_GELESENES ANWENDEN_
A: In welcher Festung lässt Isabella die Katholische ihre Tochter laut dem Text über Johanna von Kastilien einsperren?
B: Führen Sie den Text über Johanna von Kastilien im Anschluss an seinen letzten Satz weiter.

_LESETEXT_
Bücherwurmloch

Alexa Henning von Lange: Die Wahnsinnige

„Wie sollte Johanna sich von dieser Welt erholen, wenn nichts außer dieser erstickenden Welt um sie herum existierte?“
Spanien im Jahre 1503: Johanna von Kastilien ist die Thronerbin eines Weltreichs. Ihre Mutter, Isabella die Katholische, herrscht mit grausamer Hand, lässt die Inquisition durch die Lande ziehen und alle verdammen und verbrennen, die angeblich ungläubig sind. Johanna will dieses Land der tausend lodernden Scheiterhaufen nicht regieren, sie will nicht beten und nicht beichten. Sie hat sich in die arrangierte Ehe mit Philipp dem Schönen aus Flandern gefügt, verhält sich aber in den Augen ihrer Mutter zu widerspenstig – und wird deshalb von ihr in der Festung La Mota eingesperrt. Das ist nicht das erste und nicht das letzte Mal, dass Johanna gegen ihren Willen festgehalten wird, auch ihr Mann tut ihr dasselbe an. Denn für die Mächtigen ist sie nichts weiter als ein Spielball, den man nach Belieben hin und her werfen kann, um sich selbst einen Vorteil zu verschaffen. Und es ist so einfach, sie als wahnsinnig hinzustellen, Gerüchte zu verbreiten und ihr jede Mündigkeit abzusprechen, weil sie schließlich nichts weiter ist als eine Frau.

_VORLIEGENDE AUFLISTUNG_
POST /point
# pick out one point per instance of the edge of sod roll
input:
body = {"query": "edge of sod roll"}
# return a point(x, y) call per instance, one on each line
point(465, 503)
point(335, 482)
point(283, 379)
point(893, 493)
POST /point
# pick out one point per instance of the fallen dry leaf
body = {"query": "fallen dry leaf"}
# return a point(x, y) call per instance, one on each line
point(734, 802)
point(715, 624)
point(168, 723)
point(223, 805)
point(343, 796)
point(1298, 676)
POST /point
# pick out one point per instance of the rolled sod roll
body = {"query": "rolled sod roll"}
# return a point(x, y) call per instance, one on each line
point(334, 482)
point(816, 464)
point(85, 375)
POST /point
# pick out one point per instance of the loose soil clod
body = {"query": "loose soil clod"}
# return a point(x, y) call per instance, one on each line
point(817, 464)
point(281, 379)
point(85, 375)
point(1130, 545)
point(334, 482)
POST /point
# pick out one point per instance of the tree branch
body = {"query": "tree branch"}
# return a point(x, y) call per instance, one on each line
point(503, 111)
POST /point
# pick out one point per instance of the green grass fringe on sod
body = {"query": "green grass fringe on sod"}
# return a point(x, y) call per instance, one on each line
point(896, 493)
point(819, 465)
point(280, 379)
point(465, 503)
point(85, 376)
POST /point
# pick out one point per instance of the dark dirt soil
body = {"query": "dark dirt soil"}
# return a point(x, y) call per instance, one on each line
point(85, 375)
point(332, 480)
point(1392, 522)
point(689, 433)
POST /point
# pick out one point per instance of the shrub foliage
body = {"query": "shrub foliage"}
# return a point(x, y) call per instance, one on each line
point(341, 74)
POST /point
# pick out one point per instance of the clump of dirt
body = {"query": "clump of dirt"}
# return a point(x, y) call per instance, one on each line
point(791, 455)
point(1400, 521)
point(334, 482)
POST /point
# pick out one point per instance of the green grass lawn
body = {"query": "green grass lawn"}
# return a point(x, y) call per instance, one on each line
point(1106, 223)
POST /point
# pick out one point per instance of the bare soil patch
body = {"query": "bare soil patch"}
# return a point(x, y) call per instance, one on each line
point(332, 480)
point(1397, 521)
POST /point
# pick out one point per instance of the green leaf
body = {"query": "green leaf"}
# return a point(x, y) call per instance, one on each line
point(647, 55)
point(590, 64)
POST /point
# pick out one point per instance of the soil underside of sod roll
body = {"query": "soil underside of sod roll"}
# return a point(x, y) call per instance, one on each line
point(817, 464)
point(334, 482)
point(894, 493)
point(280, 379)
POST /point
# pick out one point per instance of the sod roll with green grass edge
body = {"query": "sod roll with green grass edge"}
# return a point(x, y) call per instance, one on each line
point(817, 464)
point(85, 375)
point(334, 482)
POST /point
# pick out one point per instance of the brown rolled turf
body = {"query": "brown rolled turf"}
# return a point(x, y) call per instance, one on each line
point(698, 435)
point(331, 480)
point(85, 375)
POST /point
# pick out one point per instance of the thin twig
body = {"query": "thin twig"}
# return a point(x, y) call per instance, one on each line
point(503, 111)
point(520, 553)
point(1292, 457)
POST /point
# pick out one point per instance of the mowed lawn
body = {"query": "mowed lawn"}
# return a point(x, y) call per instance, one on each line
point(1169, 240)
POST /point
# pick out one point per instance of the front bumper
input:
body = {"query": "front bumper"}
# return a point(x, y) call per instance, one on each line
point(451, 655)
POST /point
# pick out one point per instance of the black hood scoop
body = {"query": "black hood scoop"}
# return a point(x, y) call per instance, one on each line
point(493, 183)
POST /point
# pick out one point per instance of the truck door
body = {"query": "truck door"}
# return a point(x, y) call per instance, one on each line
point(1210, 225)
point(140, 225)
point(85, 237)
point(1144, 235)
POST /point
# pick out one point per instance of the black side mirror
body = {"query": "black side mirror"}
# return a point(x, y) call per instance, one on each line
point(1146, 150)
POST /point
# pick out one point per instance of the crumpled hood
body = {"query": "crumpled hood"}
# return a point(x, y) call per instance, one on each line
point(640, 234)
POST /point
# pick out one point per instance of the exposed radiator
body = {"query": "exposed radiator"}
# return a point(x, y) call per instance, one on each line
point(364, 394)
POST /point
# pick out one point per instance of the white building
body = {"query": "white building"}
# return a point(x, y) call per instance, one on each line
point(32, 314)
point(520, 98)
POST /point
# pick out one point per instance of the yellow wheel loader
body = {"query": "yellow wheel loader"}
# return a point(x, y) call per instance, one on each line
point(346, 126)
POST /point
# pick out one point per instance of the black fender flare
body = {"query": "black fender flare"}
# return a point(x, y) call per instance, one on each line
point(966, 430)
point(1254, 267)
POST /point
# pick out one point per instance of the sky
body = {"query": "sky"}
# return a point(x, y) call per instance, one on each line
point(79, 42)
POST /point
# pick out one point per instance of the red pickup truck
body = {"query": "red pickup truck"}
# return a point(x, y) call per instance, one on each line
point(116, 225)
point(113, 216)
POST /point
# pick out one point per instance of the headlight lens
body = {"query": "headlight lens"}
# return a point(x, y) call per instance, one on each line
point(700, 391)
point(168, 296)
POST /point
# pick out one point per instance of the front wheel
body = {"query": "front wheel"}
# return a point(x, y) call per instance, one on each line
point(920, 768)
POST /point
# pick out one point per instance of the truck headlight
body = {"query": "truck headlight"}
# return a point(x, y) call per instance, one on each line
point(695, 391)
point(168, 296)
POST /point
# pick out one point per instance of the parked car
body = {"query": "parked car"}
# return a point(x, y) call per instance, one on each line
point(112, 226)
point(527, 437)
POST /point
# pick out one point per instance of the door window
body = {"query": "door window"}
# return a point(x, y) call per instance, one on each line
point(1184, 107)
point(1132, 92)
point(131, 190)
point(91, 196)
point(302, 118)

_IHRE ANTWORTEN_
A: In der Festung La Mota.

B:
„So ist das eben in unseren Zeiten, nicht wahr, Philipp? Ehen werden arrangiert, Kinder werden einander aus politischen und diplomatischen Gründen versprochen und verlobt, und doch gehen all diese ausgeklügelten Pläne niemals auf.“

Wer sich die Geschichtsbücher ansieht, was Frauen Unfassbares angetan wurde: Eingeschlossen hat man sie, weggesperrt, als verrückt gebrandmarkt, enthauptet. Sie wurden verheiratet und verschachtert, als Gebärmaschinen für Thronfolger missbraucht, getötet. Alexa Hennig von Lange hat sich einer wahren Geschichte angenommen und sie neu erzählt: Was, wenn Johanna die Wahnsinnige in Wahrheit ganz normal war, voller Sehnsucht nach Liebe, Stabilität, familiärer Sicherheit. Stattdessen geriet sie durch ihren politischen Status in ein Gewirr aus Lügen und Intrigen. Dieses Buch ist wie ein moderner Roman über Misogynie mit historischen Wurzeln. Teilweise hat Johanna für meinen Geschmack gar zu aufgeklärt gedacht, aber ich verstehe natürlich, dass das für die Erzählidee notwendig war. Ein krass gutes, neu gedachtes, intelligent gemachtes Buch, das mir tatsächlich noch einmal eine andere Sicht auf gewisse in der Schule gelernte Glaubenssätze geschenkt hat.

Die Wahnsinnige von Alexa Hennig von Lange ist erschienen bei Dumont.